* Begin SUPPLIED RECORDS *
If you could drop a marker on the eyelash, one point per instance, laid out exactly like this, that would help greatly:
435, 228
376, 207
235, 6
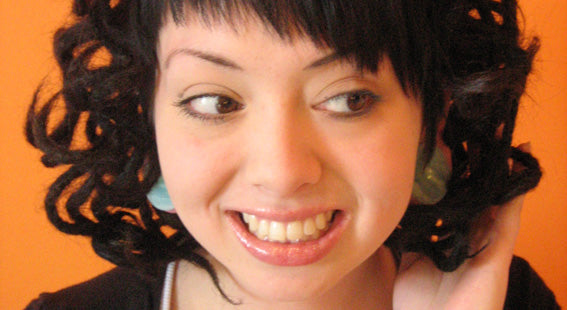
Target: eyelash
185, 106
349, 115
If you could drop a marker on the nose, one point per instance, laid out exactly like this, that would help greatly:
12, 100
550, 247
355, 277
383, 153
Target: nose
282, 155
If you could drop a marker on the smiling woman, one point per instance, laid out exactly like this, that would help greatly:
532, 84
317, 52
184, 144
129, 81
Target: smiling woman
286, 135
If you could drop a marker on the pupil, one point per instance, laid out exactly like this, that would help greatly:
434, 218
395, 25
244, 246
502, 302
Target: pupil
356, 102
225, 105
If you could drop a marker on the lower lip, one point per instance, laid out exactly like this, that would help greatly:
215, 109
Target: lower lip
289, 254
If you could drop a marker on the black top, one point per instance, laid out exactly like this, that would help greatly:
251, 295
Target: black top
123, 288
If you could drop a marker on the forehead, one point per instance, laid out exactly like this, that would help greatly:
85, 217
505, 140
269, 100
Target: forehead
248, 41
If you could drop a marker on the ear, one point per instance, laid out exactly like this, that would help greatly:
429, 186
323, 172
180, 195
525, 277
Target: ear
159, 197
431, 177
* End SUPPLIED RECORDS *
* Begin SUPPLIED RECORDS *
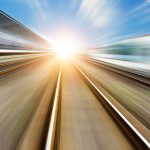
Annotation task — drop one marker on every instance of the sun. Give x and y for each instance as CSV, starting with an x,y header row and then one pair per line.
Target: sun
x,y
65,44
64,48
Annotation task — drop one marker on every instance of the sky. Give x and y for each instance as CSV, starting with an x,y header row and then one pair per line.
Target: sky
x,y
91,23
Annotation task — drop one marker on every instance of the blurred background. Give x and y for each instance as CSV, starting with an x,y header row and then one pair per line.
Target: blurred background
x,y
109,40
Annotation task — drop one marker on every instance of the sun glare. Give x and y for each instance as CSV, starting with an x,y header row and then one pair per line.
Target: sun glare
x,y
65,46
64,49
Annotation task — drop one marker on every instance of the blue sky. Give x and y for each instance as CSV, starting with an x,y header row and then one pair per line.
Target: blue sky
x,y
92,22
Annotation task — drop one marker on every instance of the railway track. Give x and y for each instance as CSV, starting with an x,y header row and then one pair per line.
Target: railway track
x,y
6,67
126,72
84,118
* End SUPPLIED RECORDS *
PROBLEM STATEMENT | Which rows above contain the string "smiling", with case counting? Pick out each one and copy it in full.

RESPONSE BELOW |
If you could drop a marker on the smiling woman, one point per instance, laid out exactly like this, that would help greatly:
Target: smiling woman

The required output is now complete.